SELECTED EXTRACT:
— START —

Based on the uncertain status of our investments in Russia (including our
investment in the Radonezh project, which was not under legal challenge but was
suspended pending resolution of the Tura dispute, and certain equipment owned by
our Cypriot subsidiaries), we stopped proportionately consolidating the results
of our Russian operations with our other operations for financial reporting
purposes as at June 30, 1999. After June 30, 1999, we recorded our investments
in the Russian projects at cost, less an impairment provision we made as at
December 31, 1998 in accordance with GAAP. We capitalized all costs, other than
legal costs, associated with these investments, and amounts we recovered were
applied to reduce the carrying value of the investments.

For financial statement presentation in 1999, we assumed that we would be
successful in reaching a negotiated settlement of the dispute sufficient to
recover the recorded carrying value of our investment in the Russian projects.

— END —

JOBS:
1) In the Russian investments excerpt, as of what date did the company stop proportionately consolidating the results of its Russian operations for financial reporting purposes?
2) Print the part of the Russian investments excerpt that opens with the words containing "For financial statement" and closes with "the Russian projects.".
None of the data matters for the tasks here.

DATASET ENTRIES:

— START —

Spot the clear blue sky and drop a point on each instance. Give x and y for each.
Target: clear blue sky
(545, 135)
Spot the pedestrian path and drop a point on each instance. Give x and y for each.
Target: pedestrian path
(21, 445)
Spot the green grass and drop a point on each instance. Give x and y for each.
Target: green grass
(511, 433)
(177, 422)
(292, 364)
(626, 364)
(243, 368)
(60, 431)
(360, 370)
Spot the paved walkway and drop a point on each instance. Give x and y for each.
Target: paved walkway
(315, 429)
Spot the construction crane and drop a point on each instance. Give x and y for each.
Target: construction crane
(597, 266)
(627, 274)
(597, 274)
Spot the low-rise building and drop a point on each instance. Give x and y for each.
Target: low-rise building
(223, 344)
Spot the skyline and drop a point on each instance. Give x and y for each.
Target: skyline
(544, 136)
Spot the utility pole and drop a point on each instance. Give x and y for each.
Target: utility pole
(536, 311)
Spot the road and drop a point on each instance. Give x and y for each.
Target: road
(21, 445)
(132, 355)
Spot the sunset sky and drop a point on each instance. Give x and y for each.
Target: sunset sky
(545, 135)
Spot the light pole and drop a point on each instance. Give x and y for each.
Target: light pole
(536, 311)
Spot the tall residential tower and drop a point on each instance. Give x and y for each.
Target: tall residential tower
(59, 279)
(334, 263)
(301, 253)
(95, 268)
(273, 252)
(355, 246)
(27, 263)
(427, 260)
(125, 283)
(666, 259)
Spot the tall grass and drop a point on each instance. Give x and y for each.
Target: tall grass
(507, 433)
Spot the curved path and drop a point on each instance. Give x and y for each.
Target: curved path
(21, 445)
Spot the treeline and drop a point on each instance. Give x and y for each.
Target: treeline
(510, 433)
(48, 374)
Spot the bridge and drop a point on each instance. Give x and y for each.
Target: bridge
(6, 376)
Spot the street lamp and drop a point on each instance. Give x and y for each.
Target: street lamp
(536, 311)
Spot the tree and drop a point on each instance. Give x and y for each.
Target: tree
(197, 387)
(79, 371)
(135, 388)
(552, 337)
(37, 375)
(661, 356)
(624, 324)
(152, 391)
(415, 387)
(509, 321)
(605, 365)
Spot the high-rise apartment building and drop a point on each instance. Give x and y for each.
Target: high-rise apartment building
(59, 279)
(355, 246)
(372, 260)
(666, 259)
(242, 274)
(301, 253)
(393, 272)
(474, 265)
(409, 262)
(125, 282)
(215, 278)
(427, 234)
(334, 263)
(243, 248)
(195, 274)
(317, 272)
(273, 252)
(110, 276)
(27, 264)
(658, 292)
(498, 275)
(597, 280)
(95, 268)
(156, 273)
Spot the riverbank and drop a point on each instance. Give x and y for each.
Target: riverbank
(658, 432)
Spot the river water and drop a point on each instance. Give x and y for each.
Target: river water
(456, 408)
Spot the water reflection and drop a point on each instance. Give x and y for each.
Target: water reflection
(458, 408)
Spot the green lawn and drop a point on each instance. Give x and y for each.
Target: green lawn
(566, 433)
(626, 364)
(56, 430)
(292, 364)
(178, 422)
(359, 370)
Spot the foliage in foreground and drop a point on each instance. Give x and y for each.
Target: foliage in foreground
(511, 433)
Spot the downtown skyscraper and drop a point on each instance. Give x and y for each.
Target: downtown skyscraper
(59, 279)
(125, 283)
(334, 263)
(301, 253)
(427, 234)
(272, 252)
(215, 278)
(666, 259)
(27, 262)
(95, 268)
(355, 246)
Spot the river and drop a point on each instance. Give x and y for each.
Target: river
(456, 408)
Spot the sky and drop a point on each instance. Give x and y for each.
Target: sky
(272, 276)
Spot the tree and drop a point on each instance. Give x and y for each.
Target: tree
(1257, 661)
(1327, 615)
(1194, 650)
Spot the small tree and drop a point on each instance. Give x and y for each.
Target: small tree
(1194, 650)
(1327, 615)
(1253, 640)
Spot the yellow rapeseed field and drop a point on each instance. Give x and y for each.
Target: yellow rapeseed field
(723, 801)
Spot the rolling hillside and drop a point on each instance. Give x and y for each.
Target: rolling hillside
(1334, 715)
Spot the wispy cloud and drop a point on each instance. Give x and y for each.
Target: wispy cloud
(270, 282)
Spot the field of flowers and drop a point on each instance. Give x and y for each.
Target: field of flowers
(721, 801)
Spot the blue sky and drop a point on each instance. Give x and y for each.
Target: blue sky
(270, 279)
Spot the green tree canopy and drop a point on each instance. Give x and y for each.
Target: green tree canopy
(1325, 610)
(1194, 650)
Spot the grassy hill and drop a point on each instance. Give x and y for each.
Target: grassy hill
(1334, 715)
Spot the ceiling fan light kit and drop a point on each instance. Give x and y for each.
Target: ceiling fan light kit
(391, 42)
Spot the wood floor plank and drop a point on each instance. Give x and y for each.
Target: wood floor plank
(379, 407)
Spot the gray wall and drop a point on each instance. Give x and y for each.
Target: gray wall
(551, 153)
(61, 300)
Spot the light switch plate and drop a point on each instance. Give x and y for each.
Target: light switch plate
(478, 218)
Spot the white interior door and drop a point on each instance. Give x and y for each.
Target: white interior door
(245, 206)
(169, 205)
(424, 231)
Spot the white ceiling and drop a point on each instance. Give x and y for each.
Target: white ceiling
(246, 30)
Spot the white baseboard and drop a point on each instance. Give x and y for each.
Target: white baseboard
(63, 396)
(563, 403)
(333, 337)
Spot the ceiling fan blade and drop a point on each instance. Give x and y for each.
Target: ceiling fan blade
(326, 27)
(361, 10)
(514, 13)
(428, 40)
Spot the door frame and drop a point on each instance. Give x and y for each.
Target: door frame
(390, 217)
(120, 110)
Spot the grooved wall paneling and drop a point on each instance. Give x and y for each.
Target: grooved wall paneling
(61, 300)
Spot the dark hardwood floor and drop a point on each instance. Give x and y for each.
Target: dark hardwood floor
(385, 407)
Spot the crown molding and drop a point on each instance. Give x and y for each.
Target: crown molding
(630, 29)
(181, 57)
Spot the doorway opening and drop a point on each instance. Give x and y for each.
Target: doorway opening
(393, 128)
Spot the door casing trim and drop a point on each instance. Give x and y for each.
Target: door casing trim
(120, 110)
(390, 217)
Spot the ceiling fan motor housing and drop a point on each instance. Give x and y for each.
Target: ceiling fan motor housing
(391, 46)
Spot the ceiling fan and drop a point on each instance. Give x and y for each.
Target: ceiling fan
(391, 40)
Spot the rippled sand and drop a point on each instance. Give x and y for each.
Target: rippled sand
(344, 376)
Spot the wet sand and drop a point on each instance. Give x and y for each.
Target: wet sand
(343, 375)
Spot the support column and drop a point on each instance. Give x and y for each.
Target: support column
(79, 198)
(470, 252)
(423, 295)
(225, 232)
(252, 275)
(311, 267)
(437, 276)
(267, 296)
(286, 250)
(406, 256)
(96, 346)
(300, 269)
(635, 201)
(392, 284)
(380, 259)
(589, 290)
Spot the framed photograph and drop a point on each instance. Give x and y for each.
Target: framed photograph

— END —

RESULTS OF THE TASKS:
1) As at June 30, 1999.

2)
For financial statement presentation in 1999, we assumed that we would be
successful in reaching a negotiated settlement of the dispute sufficient to
recover the recorded carrying value of our investment in the Russian projects.